• [Directive]:
Present every line of the entries below as a numbered list, skipping blank lines and leaving the pictures out.

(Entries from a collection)
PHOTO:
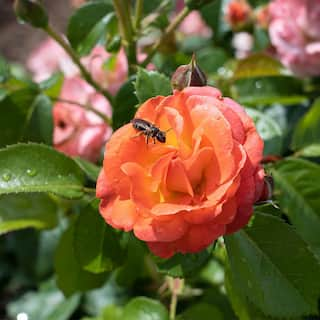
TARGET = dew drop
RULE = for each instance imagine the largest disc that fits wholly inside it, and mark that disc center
(31, 172)
(6, 177)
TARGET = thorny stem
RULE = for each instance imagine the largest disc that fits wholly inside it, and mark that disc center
(172, 26)
(86, 75)
(88, 107)
(123, 11)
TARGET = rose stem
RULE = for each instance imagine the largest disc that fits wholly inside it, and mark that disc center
(123, 12)
(171, 27)
(86, 75)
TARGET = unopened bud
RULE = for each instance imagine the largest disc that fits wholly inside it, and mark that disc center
(189, 75)
(32, 12)
(197, 4)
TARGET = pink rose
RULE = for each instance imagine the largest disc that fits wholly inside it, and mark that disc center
(78, 132)
(295, 33)
(193, 25)
(48, 58)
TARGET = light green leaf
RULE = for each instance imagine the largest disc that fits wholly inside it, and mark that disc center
(143, 308)
(38, 168)
(71, 277)
(274, 268)
(87, 26)
(19, 211)
(151, 84)
(96, 245)
(269, 131)
(297, 190)
(308, 130)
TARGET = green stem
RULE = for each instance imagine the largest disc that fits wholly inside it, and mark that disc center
(86, 75)
(85, 106)
(172, 26)
(123, 12)
(138, 14)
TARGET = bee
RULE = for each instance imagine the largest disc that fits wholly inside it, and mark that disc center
(149, 130)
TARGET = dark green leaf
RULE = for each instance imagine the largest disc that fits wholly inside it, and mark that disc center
(184, 265)
(274, 268)
(144, 309)
(71, 277)
(91, 170)
(88, 24)
(47, 303)
(308, 130)
(16, 109)
(297, 190)
(203, 311)
(268, 90)
(38, 168)
(40, 125)
(96, 244)
(18, 211)
(125, 102)
(269, 130)
(151, 84)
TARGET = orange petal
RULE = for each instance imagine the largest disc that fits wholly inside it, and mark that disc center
(140, 185)
(120, 214)
(160, 230)
(177, 178)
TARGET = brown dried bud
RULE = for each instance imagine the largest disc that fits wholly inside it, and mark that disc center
(189, 75)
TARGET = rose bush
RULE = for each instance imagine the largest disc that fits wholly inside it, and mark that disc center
(202, 183)
(295, 33)
(77, 131)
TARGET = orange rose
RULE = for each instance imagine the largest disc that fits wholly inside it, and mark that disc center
(181, 195)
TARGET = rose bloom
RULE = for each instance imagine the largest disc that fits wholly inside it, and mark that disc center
(238, 14)
(79, 132)
(295, 34)
(181, 195)
(48, 58)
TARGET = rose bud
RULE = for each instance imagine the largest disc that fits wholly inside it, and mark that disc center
(32, 12)
(238, 14)
(189, 75)
(181, 193)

• [Reply]:
1. PHOTO:
2. TARGET = dew drop
3. RULE = for each instance imagine the largest disc that fits wholly inside it, and mark that disc center
4. (31, 172)
5. (6, 177)
6. TARGET = thorny stem
7. RULE = for each instance imagine the largest disc that fits wholly inside it, and mark that disc center
8. (172, 26)
9. (86, 75)
10. (88, 107)
11. (123, 11)
12. TARGET = rose stem
13. RULE = for each instance imagine the largest disc that fits wholly inside it, and mark that disc center
14. (123, 12)
15. (171, 27)
16. (86, 75)
17. TARGET = unopened bud
18. RULE = for each instance imagine the largest disc that fits wholly inside it, and mark that disc center
19. (189, 75)
20. (32, 12)
21. (197, 4)
22. TARGET = pink rose
23. RULE = for each instance imagine the largest disc that fits wholly inside it, and mark that disc center
24. (78, 132)
25. (295, 33)
26. (193, 25)
27. (48, 58)
28. TARGET = light green leaf
29. RULE = for each instance imagine the largest disc that fits wholly inside it, and mark that disc center
30. (143, 308)
31. (38, 168)
32. (71, 277)
33. (274, 268)
34. (87, 26)
35. (19, 211)
36. (151, 84)
37. (96, 245)
38. (269, 131)
39. (297, 190)
40. (308, 130)
41. TARGET = green stem
42. RULE = for each instance imagine the largest disc that fits wholly inside it, and mark that disc center
43. (86, 75)
44. (85, 106)
45. (172, 26)
46. (123, 12)
47. (138, 14)
48. TARGET = bee
49. RULE = for each instance imagine the largest disc that fits wholly inside it, and mark that disc center
50. (149, 130)
51. TARGET = dark green leaf
52. RULE = for each instance imagine the largest disc that fits wholly inside it, and mark that disc center
53. (184, 265)
54. (274, 268)
55. (144, 309)
56. (71, 277)
57. (91, 170)
58. (88, 24)
59. (47, 303)
60. (308, 130)
61. (16, 109)
62. (297, 190)
63. (203, 311)
64. (268, 90)
65. (38, 168)
66. (40, 125)
67. (96, 244)
68. (18, 211)
69. (125, 102)
70. (269, 130)
71. (151, 84)
72. TARGET = orange petal
73. RULE = for each instance imagine the largest disc that fits wholly inside it, and mark that disc center
74. (140, 185)
75. (120, 214)
76. (160, 230)
77. (177, 178)
78. TARGET = brown dried bud
79. RULE = for each instance imagine the largest disc that fits wholly inside it, and mark that disc center
80. (189, 75)
81. TARGET = rose bush
82. RULE = for each instance imagine the largest disc that fits wholly inside it, and mark that disc center
83. (202, 183)
84. (295, 33)
85. (77, 131)
86. TARGET = orange rose
87. RULE = for each instance imagine the largest disc that fits wholly inside it, and mark that disc center
88. (181, 195)
89. TARGET = rose bloom
90. RULE = for each instance imagine the largest disc that fits wholly inside it, and mark that disc center
91. (238, 14)
92. (79, 132)
93. (295, 34)
94. (181, 195)
95. (48, 58)
96. TARGET = rose bud
97. RULE = for each instance imagine the largest disc that fits wholly inside it, and mark that disc center
98. (32, 12)
99. (238, 14)
100. (189, 75)
101. (181, 193)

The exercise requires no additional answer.